What to do - Would you filter the listing below so that only lines with the word "rough" remain?

[[ Data supplied open ]]

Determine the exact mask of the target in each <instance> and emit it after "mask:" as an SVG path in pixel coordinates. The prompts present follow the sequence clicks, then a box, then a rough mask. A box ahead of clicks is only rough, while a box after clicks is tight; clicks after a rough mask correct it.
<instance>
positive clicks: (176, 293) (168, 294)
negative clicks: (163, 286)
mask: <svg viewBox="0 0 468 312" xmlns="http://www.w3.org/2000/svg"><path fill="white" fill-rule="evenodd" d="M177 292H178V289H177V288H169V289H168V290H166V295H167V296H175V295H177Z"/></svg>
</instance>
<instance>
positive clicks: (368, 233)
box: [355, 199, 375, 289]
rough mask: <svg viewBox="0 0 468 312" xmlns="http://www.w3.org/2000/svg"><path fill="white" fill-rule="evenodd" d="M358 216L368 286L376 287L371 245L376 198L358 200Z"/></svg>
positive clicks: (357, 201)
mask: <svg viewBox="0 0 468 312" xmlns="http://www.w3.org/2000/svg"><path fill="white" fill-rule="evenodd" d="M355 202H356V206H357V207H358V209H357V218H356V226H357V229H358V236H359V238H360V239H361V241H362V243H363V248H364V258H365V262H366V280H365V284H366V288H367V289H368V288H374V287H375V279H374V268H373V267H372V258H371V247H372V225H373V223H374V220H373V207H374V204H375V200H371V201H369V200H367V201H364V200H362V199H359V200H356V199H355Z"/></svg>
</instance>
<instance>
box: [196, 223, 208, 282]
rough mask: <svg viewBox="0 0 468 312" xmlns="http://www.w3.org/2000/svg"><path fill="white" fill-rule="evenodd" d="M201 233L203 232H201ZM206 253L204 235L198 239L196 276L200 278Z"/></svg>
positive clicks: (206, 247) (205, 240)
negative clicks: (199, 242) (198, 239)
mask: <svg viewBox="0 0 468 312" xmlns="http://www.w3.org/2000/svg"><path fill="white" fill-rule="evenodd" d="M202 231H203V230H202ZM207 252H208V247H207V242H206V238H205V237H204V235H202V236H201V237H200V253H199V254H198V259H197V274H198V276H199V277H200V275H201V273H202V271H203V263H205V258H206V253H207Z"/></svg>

[[ Data supplied closed ]]

Answer to the problem -
Determine the exact mask of the target in each <instance> and emit it after "mask:" as an SVG path in pixel coordinates. The prompts present follow the sequence clicks, then a box, then a rough mask. A box ahead of clicks is only rough, while a box after clicks is tight; clicks after a rough mask correct it.
rough mask: <svg viewBox="0 0 468 312" xmlns="http://www.w3.org/2000/svg"><path fill="white" fill-rule="evenodd" d="M358 216L368 286L376 287L371 245L376 198L358 200Z"/></svg>
rough mask: <svg viewBox="0 0 468 312" xmlns="http://www.w3.org/2000/svg"><path fill="white" fill-rule="evenodd" d="M201 233L203 232H201ZM206 253L204 235L198 239L196 276L200 278Z"/></svg>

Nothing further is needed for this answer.